# WORKING DATA
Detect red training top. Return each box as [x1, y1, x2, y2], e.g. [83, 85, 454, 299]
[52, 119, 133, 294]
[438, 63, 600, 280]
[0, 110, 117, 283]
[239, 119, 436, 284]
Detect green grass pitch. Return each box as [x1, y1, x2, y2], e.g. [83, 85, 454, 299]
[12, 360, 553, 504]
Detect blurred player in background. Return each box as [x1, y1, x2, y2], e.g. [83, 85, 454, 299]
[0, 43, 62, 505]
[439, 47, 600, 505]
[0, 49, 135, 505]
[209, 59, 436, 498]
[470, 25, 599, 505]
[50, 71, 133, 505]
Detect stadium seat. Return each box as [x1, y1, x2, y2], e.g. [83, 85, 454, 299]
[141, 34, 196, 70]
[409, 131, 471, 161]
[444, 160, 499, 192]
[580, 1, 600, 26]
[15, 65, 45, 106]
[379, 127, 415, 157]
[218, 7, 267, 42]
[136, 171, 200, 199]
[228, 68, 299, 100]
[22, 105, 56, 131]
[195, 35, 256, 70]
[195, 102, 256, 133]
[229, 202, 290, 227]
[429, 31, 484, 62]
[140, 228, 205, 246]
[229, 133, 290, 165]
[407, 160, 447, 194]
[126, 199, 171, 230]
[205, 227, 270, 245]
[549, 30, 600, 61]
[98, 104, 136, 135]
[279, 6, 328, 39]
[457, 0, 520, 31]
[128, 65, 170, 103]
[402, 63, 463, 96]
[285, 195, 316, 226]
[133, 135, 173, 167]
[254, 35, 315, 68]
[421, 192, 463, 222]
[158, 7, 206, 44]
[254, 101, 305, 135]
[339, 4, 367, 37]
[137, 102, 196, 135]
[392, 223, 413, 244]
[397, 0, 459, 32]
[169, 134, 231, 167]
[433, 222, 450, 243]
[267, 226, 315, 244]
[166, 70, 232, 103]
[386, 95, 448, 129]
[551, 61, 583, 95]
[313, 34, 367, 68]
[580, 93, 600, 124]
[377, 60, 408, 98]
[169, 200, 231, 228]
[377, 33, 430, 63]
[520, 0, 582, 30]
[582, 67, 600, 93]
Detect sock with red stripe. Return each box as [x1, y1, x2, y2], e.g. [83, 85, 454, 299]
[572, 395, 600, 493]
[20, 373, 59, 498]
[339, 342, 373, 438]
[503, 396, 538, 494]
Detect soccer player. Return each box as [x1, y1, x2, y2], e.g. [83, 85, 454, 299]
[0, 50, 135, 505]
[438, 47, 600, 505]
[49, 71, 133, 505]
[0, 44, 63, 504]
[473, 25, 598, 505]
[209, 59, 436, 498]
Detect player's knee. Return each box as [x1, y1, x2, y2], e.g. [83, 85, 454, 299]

# PROBLEM REQUIREMENTS
Each entry must be printed again exactly as given.

# ANSWER SECTION
Detect red training top. Return each box as [x1, y1, x2, y2], e.g. [83, 85, 454, 299]
[52, 119, 133, 294]
[438, 63, 600, 280]
[0, 110, 117, 283]
[239, 119, 436, 284]
Detect green grass pitch. Return each box as [x1, y1, x2, y2], e.g. [83, 85, 454, 299]
[12, 360, 553, 504]
Detect blurred player in background. Return each box as [x1, y1, x2, y2], e.g. [83, 85, 454, 299]
[0, 43, 62, 505]
[439, 47, 600, 505]
[0, 49, 135, 505]
[209, 59, 436, 498]
[470, 25, 599, 505]
[50, 71, 133, 505]
Detect stadium seat. Return each box as [x1, y1, x2, y2], e.g. [83, 85, 454, 299]
[141, 34, 196, 70]
[409, 131, 471, 161]
[444, 160, 499, 192]
[580, 1, 600, 26]
[15, 65, 45, 106]
[379, 127, 415, 157]
[218, 7, 267, 42]
[136, 171, 200, 199]
[228, 68, 299, 100]
[22, 105, 56, 131]
[195, 35, 256, 70]
[195, 102, 256, 133]
[229, 202, 290, 227]
[429, 31, 484, 62]
[140, 228, 205, 246]
[229, 133, 290, 165]
[407, 160, 447, 194]
[126, 199, 171, 230]
[205, 227, 270, 245]
[549, 30, 600, 61]
[98, 104, 136, 135]
[279, 6, 328, 39]
[457, 0, 520, 31]
[128, 65, 170, 103]
[402, 63, 463, 96]
[285, 195, 316, 226]
[133, 135, 173, 167]
[254, 35, 315, 68]
[421, 192, 463, 222]
[158, 7, 206, 44]
[254, 101, 305, 135]
[339, 4, 367, 37]
[137, 102, 196, 135]
[392, 223, 413, 244]
[397, 0, 459, 32]
[169, 134, 231, 167]
[433, 222, 450, 243]
[267, 226, 315, 244]
[166, 70, 232, 103]
[386, 95, 448, 129]
[551, 61, 583, 95]
[313, 34, 367, 68]
[580, 93, 600, 124]
[377, 60, 408, 98]
[169, 200, 231, 228]
[377, 33, 430, 63]
[520, 0, 582, 30]
[582, 67, 600, 93]
Detect sock with red stripe. Return each box as [x1, y1, x2, y2], e.g. [83, 85, 454, 299]
[572, 395, 600, 493]
[20, 373, 59, 498]
[339, 342, 373, 438]
[503, 396, 538, 494]
Detect soccer player. Return each box as [x1, y1, x2, y2], e.g. [83, 85, 454, 299]
[0, 50, 135, 505]
[438, 47, 600, 505]
[49, 71, 133, 505]
[0, 44, 63, 504]
[473, 25, 598, 505]
[209, 59, 436, 498]
Detect player's knee. Return each box as [x1, y1, x2, y2], e.g. [83, 85, 454, 299]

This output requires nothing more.